Pointing and labeling entries
## BEGIN

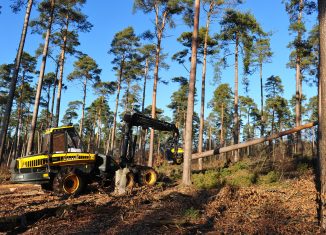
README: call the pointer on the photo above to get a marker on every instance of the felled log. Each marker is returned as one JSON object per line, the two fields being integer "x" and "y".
{"x": 252, "y": 142}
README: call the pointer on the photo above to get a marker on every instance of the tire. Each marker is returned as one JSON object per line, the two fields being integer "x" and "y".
{"x": 68, "y": 183}
{"x": 130, "y": 180}
{"x": 148, "y": 177}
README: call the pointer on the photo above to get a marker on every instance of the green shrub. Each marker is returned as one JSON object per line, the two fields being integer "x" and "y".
{"x": 302, "y": 167}
{"x": 241, "y": 177}
{"x": 191, "y": 213}
{"x": 208, "y": 180}
{"x": 271, "y": 177}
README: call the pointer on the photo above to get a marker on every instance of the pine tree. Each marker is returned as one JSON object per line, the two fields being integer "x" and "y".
{"x": 13, "y": 82}
{"x": 123, "y": 48}
{"x": 297, "y": 10}
{"x": 86, "y": 70}
{"x": 241, "y": 29}
{"x": 164, "y": 11}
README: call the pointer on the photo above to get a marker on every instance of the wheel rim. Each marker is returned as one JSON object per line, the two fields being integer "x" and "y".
{"x": 150, "y": 178}
{"x": 130, "y": 180}
{"x": 71, "y": 183}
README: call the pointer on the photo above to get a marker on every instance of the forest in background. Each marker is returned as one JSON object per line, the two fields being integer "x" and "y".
{"x": 241, "y": 43}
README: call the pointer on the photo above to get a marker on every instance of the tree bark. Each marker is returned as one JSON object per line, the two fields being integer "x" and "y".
{"x": 62, "y": 62}
{"x": 262, "y": 125}
{"x": 236, "y": 98}
{"x": 159, "y": 34}
{"x": 13, "y": 82}
{"x": 186, "y": 176}
{"x": 322, "y": 112}
{"x": 298, "y": 94}
{"x": 53, "y": 92}
{"x": 153, "y": 114}
{"x": 203, "y": 81}
{"x": 81, "y": 126}
{"x": 116, "y": 106}
{"x": 40, "y": 81}
{"x": 142, "y": 132}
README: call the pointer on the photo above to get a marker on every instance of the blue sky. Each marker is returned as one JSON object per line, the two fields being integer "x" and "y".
{"x": 109, "y": 17}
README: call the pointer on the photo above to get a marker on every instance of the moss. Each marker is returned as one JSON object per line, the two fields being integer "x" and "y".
{"x": 242, "y": 178}
{"x": 191, "y": 214}
{"x": 270, "y": 177}
{"x": 208, "y": 180}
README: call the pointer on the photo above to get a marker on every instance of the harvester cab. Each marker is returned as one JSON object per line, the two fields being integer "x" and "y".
{"x": 139, "y": 119}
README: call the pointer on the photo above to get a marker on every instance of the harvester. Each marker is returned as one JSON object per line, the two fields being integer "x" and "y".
{"x": 65, "y": 167}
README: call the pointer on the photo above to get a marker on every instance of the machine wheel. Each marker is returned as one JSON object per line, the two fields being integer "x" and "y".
{"x": 148, "y": 177}
{"x": 130, "y": 180}
{"x": 68, "y": 183}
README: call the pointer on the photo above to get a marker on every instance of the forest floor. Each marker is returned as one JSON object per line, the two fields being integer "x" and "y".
{"x": 285, "y": 204}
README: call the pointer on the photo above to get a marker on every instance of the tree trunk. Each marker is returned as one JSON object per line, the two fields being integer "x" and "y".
{"x": 203, "y": 81}
{"x": 81, "y": 126}
{"x": 142, "y": 132}
{"x": 62, "y": 62}
{"x": 186, "y": 176}
{"x": 236, "y": 99}
{"x": 53, "y": 93}
{"x": 298, "y": 91}
{"x": 40, "y": 81}
{"x": 157, "y": 63}
{"x": 322, "y": 112}
{"x": 262, "y": 125}
{"x": 159, "y": 34}
{"x": 222, "y": 125}
{"x": 13, "y": 82}
{"x": 116, "y": 106}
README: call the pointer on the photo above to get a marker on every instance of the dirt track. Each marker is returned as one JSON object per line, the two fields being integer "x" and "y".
{"x": 286, "y": 209}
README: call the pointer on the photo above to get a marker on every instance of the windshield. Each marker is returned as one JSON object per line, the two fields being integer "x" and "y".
{"x": 73, "y": 141}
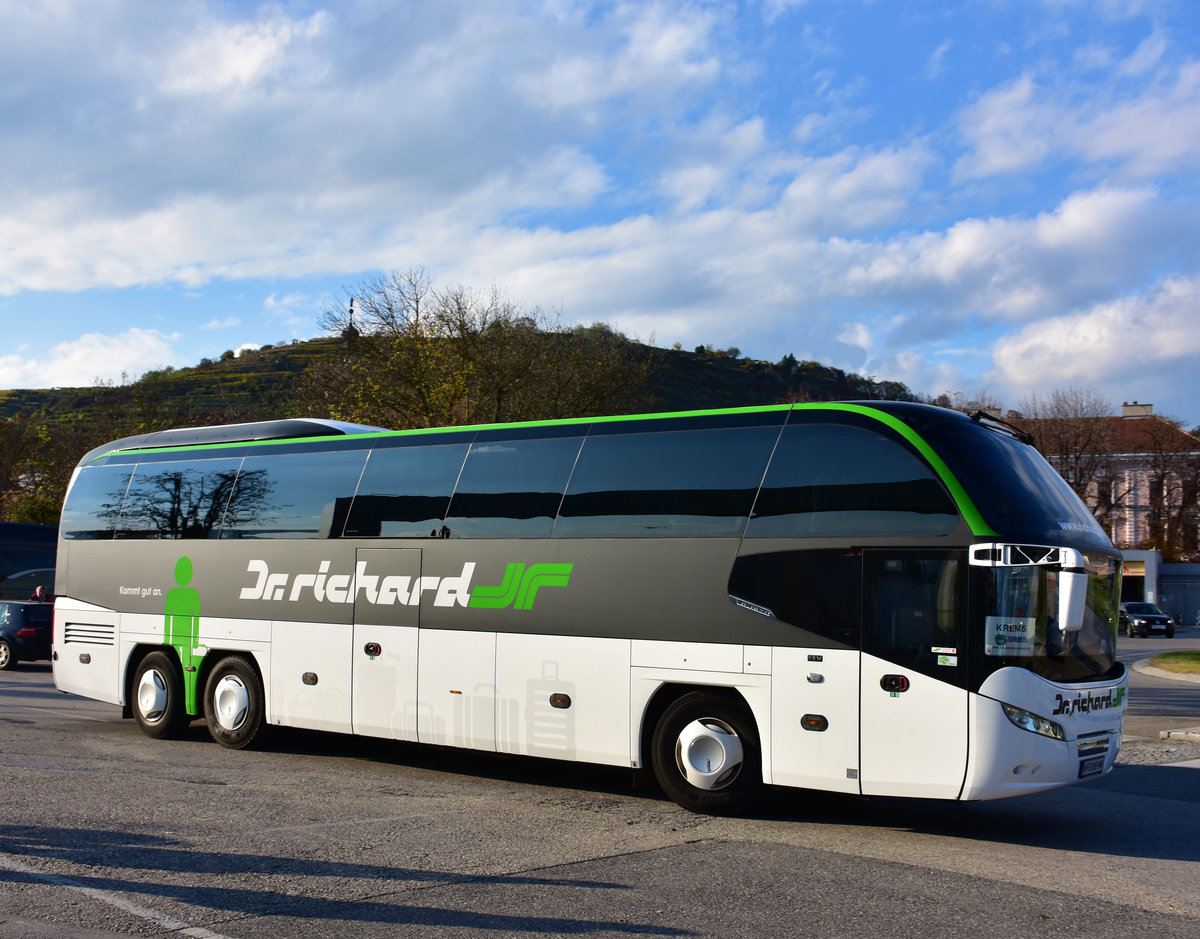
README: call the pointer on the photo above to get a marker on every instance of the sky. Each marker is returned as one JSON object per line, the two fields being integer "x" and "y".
{"x": 984, "y": 197}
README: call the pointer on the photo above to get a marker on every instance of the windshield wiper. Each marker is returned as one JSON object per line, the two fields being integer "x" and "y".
{"x": 1021, "y": 435}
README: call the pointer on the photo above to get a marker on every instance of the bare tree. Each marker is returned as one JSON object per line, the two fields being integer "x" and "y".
{"x": 1074, "y": 429}
{"x": 1173, "y": 486}
{"x": 415, "y": 357}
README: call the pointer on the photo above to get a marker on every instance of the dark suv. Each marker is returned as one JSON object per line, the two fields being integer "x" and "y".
{"x": 24, "y": 632}
{"x": 1143, "y": 618}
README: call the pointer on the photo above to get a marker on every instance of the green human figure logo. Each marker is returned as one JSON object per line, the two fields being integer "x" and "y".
{"x": 181, "y": 629}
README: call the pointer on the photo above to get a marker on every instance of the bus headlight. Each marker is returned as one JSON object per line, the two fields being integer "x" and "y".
{"x": 1035, "y": 724}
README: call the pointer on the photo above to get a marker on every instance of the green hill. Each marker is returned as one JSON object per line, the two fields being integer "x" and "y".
{"x": 43, "y": 432}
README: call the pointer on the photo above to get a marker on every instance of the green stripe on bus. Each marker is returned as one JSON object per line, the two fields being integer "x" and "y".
{"x": 972, "y": 515}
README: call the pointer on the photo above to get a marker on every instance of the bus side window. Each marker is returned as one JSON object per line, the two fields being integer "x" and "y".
{"x": 511, "y": 489}
{"x": 405, "y": 491}
{"x": 915, "y": 608}
{"x": 177, "y": 498}
{"x": 832, "y": 480}
{"x": 679, "y": 484}
{"x": 94, "y": 502}
{"x": 820, "y": 591}
{"x": 291, "y": 496}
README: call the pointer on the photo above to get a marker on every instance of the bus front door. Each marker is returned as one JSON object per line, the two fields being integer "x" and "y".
{"x": 385, "y": 635}
{"x": 913, "y": 699}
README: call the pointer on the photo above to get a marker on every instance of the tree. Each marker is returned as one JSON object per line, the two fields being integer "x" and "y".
{"x": 414, "y": 357}
{"x": 1173, "y": 489}
{"x": 1074, "y": 428}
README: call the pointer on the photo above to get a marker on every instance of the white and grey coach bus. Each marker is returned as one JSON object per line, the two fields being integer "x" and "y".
{"x": 877, "y": 598}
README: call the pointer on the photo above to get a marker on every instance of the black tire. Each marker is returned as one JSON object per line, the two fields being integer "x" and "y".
{"x": 725, "y": 725}
{"x": 157, "y": 698}
{"x": 233, "y": 703}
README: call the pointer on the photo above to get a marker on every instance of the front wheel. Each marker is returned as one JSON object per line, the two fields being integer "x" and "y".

## END

**Problem to solve:** Update all the data above by changing each "marker" to "point" and keeping everything else the same. Leave the pictures out of your answer.

**Full output:**
README: call the pointer on the photo above to get a point on every instance of the felled log. Each point is returned as one JSON object per line, the two fields being integer "x" and "y".
{"x": 252, "y": 142}
README: call the pointer on the photo above to get a point on every instance of the tire. Each point is returned as one JSON object per line, the two fields being integer "x" and "y".
{"x": 68, "y": 183}
{"x": 130, "y": 180}
{"x": 148, "y": 177}
README: call the pointer on the photo above to get a point on every instance of the green shrub. Each point is returned as one JSON object per line, the two fields being integer "x" and "y".
{"x": 302, "y": 167}
{"x": 241, "y": 177}
{"x": 191, "y": 213}
{"x": 208, "y": 180}
{"x": 271, "y": 177}
README: call the pointer on the photo above to get a point on every instance of the pine tree. Each point is returned as one JSON object per line, the two fields being integer "x" and "y".
{"x": 13, "y": 82}
{"x": 123, "y": 48}
{"x": 297, "y": 10}
{"x": 86, "y": 70}
{"x": 241, "y": 29}
{"x": 164, "y": 11}
README: call the pointer on the photo above to get a point on every instance of the wheel rim. Each point is returned as one JSON object per line, the two fields being integer "x" and "y".
{"x": 150, "y": 178}
{"x": 130, "y": 180}
{"x": 71, "y": 183}
README: call the pointer on the photo above to get a point on every instance of the forest in background. Each point is returned as one JSON object per line, the two fields being integer "x" and "y".
{"x": 241, "y": 43}
README: call the pointer on the photo above to get a point on every instance of the tree bark. Each point is returned as one JSON object per line, the two fields being integer "x" and "y".
{"x": 62, "y": 62}
{"x": 262, "y": 125}
{"x": 236, "y": 98}
{"x": 159, "y": 34}
{"x": 13, "y": 82}
{"x": 186, "y": 176}
{"x": 322, "y": 112}
{"x": 298, "y": 94}
{"x": 53, "y": 92}
{"x": 153, "y": 114}
{"x": 203, "y": 81}
{"x": 81, "y": 126}
{"x": 116, "y": 106}
{"x": 40, "y": 81}
{"x": 142, "y": 132}
README: call the pointer on the photo above to get a point on every instance of the blue sky. Each point is returned as one JSON object per line, the two fields being integer "x" and "y".
{"x": 109, "y": 17}
README: call the pointer on the photo above to get a point on every instance of the moss. Each point is returned as one JSON object per line, the two fields being integer "x" and "y".
{"x": 242, "y": 178}
{"x": 191, "y": 214}
{"x": 270, "y": 177}
{"x": 208, "y": 180}
README: call the pointer on the photo above to get a point on every instance of the harvester cab. Each point is returned as one JSON object per line, the two fields being integer "x" and "y".
{"x": 139, "y": 119}
README: call the pointer on the photo above to get a point on every instance of the harvester. Each point is returned as one JSON object per line, the two fields being integer "x" and "y".
{"x": 65, "y": 167}
README: call the pointer on the photo above to get a point on every instance of the machine wheel. Each point is returned as one JSON object per line, the two fields being integer "x" and "y".
{"x": 148, "y": 177}
{"x": 130, "y": 180}
{"x": 68, "y": 183}
README: call the pointer on the photo above to get a point on every instance of the forest floor. Each point is returned as one JSON object per line, the two fields being integer "x" and "y".
{"x": 285, "y": 204}
README: call the pointer on the photo above to get a point on every instance of the tree trunk. Each point is returned as one JSON object per line, the two fields being integer "x" and "y".
{"x": 203, "y": 81}
{"x": 81, "y": 126}
{"x": 142, "y": 132}
{"x": 62, "y": 62}
{"x": 186, "y": 176}
{"x": 236, "y": 99}
{"x": 53, "y": 93}
{"x": 298, "y": 91}
{"x": 40, "y": 81}
{"x": 157, "y": 63}
{"x": 322, "y": 112}
{"x": 262, "y": 125}
{"x": 159, "y": 34}
{"x": 222, "y": 125}
{"x": 13, "y": 82}
{"x": 116, "y": 106}
README: call the pointer on the photo above to get a point on every instance of the dirt track. Each point is returned as one JSON object per line, the two fields being integer "x" and "y".
{"x": 286, "y": 209}
README: call the pointer on the photo above to get a point on every instance of the windshield. Each point is returned as one JSON object per line, the two fields being integer "x" and "y".
{"x": 73, "y": 141}
README: call the pointer on the photo above to get a point on every instance of the sky. Each point is returned as one JSON object per line, the two fields being integer "x" and "y".
{"x": 984, "y": 197}
README: call the pointer on the photo above to get a point on every instance of the windshield wiper. Each point is returned as one JSON object per line, the two fields being integer "x" and "y".
{"x": 1021, "y": 435}
README: call the pointer on the photo above to get a point on every instance of the bare tree. Each point is returned as one JSON object per line, the two fields being integer "x" and "y".
{"x": 1074, "y": 429}
{"x": 1173, "y": 486}
{"x": 415, "y": 357}
README: call the pointer on the photo above to get a point on every instance of the dark suv. Each point is returned as one JSON object per line, the two fields being integer "x" and "y".
{"x": 24, "y": 632}
{"x": 1143, "y": 618}
README: call the pointer on the photo above to get a point on every instance of the green human figure logo. Each point is returned as one JSON object per line, the two fields being integer "x" and "y".
{"x": 181, "y": 629}
README: call the pointer on the photo above to get a point on every instance of the bus headlight. Each point is returned as one JSON object per line, the two fields being integer "x" and "y".
{"x": 1035, "y": 724}
README: call the pointer on the photo above to get a point on every instance of the green hill. Each point is returned as one JSON object per line, the two fields being integer "x" and "y".
{"x": 43, "y": 432}
README: call the pointer on the photo above to get a point on every instance of the green stripe on bus. Each point is returned as one JSON object per line, the two fields being integer "x" and "y".
{"x": 972, "y": 515}
README: call the pointer on the photo above to get a point on every instance of the bus side window. Each point is returned as one JSON object per line, the two fields being integer "x" and "y".
{"x": 511, "y": 489}
{"x": 405, "y": 491}
{"x": 915, "y": 608}
{"x": 177, "y": 498}
{"x": 832, "y": 480}
{"x": 679, "y": 484}
{"x": 94, "y": 502}
{"x": 820, "y": 591}
{"x": 291, "y": 496}
README: call the pointer on the photo above to get a point on every instance of the bus front door. Each point is returned as one JSON object per line, the two fields being integer "x" and "y".
{"x": 385, "y": 635}
{"x": 913, "y": 699}
README: call the pointer on the photo above to get a point on every instance of the tree. Each point is returned as one JSON object per line, the two fields being integer "x" and "y".
{"x": 414, "y": 357}
{"x": 1173, "y": 489}
{"x": 1074, "y": 428}
README: call the pointer on the photo above to get a point on every instance of the white and grey coach bus. Each point is returned as one JSON object per line, the two fields being integer "x" and "y".
{"x": 877, "y": 598}
README: call the pointer on the photo above to get a point on every instance of the black tire. Each point is returned as one JSON object per line, the two fields being integer "x" and "y".
{"x": 725, "y": 725}
{"x": 157, "y": 698}
{"x": 233, "y": 703}
README: call the pointer on the photo above to get a point on every instance of the front wheel. Each point is returned as one JSON object per line, the two fields being integer "x" and "y".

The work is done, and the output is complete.